START PROVIDED DATA
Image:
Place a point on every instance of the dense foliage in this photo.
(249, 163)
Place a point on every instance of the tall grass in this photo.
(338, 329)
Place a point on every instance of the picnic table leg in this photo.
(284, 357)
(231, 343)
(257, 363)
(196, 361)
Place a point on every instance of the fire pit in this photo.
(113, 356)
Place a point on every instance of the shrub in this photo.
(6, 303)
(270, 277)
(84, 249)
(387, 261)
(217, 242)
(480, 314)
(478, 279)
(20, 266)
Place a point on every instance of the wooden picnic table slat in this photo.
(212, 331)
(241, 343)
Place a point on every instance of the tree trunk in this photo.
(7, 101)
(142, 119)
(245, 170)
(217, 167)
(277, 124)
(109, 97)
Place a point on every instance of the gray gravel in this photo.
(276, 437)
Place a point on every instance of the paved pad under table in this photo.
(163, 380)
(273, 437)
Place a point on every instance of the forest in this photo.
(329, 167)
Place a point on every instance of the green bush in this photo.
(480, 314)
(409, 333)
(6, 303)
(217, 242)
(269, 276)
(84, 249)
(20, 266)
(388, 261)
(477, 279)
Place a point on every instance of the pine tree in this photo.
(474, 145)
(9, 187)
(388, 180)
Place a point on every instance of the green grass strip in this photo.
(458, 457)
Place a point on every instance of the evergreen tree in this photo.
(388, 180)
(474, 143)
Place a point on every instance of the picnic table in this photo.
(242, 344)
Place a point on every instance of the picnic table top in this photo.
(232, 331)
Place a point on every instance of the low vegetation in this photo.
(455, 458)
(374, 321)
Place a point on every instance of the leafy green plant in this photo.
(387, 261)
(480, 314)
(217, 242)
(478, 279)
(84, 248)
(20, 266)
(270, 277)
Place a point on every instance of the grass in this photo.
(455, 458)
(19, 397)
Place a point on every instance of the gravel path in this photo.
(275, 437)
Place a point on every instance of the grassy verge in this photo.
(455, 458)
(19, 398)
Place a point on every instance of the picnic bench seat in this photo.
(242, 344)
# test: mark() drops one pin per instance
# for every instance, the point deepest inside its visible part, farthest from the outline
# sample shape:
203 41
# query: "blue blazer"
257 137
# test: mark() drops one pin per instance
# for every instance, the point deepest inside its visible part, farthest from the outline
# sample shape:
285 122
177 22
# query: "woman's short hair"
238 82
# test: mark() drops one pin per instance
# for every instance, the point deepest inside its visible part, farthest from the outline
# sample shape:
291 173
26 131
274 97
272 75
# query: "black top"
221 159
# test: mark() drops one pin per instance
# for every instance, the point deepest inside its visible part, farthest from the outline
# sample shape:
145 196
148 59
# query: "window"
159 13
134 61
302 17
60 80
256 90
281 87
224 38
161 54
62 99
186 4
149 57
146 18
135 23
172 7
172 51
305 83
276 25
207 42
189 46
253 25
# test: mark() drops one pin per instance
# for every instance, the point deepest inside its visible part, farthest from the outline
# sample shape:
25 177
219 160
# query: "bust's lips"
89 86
END PROVIDED DATA
• AIM OF THE TASK
All entries above are to be reproduced exactly.

• WRITTEN ANSWER
Image:
Place a point on every instance of the dense foliage in this photo.
(249, 163)
Place a point on every instance of the tall grass in this photo.
(338, 329)
Place a point on every instance of the picnic table leg in this photo.
(284, 357)
(231, 343)
(257, 363)
(196, 361)
Place a point on every instance of the fire pit in this photo.
(113, 356)
Place a point on every instance of the shrub in this photo.
(6, 303)
(270, 277)
(84, 249)
(387, 261)
(217, 242)
(480, 314)
(478, 279)
(20, 266)
Place a point on every instance of the wooden picnic table slat in this photo.
(212, 331)
(241, 343)
Place a point on every instance of the tree trunk in this photo.
(7, 101)
(142, 119)
(245, 170)
(217, 167)
(277, 124)
(109, 97)
Place a point on every instance of the gray gravel in this photo.
(276, 437)
Place a point on every instance of the paved pad under table in this photo.
(163, 380)
(273, 437)
Place a point on every instance of the forest in this photo.
(329, 167)
Place a point on every instance of the green bush in this photo.
(480, 314)
(409, 333)
(6, 303)
(217, 242)
(269, 276)
(84, 249)
(20, 266)
(388, 261)
(477, 279)
Place a point on every instance of the pine tree in this photo.
(474, 145)
(9, 187)
(388, 180)
Place a point on every instance of the green grass strip in this photo.
(458, 457)
Place a point on every instance of the evergreen tree in this photo.
(388, 180)
(474, 143)
Place a point on every instance of the picnic table in this photo.
(242, 344)
Place a point on every instance of the picnic table top in this photo.
(232, 331)
Place a point on every instance of the low vegetation in this photo.
(455, 458)
(374, 321)
Place a point on every instance of the leafy green plant in this photo.
(387, 261)
(480, 314)
(217, 242)
(478, 279)
(84, 248)
(20, 266)
(270, 277)
Place a point on every instance of the grass in this photo.
(455, 458)
(19, 397)
Place a point on every instance of the gravel path in this photo.
(275, 437)
Place a point on every instance of the grassy verge in this photo.
(455, 458)
(19, 398)
Place a point on every instance of the picnic bench seat in this photo.
(242, 344)
# test: mark() drops one pin per instance
# for every instance, the point deepest inside its visible part, farthest from the outline
# sample shape:
203 41
# query: "blue blazer"
257 137
# test: mark() drops one pin per instance
# for every instance, the point deepest inside its visible part, farthest from the outline
# sample shape:
285 122
177 22
# query: "woman's short hair"
238 82
# test: mark() drops one pin per instance
# for every instance, the point deepest inside its visible part, farthest from the outline
# sample shape:
291 173
26 131
274 97
272 75
# query: "black top"
221 159
# test: mark() drops one pin per instance
# for every instance, the point deepest inside its visible part, farthest from the outline
# sample shape:
145 196
148 59
# query: "window"
159 13
134 61
302 17
60 80
256 90
281 87
224 38
161 54
62 99
186 4
149 57
146 18
135 23
172 7
172 51
305 83
276 25
207 42
189 46
253 25
# test: mark() drops one pin per instance
# for every instance, the point deepest inside its visible part, farthest from the outline
# sample shape:
25 177
219 160
# query: "bust's lips"
89 86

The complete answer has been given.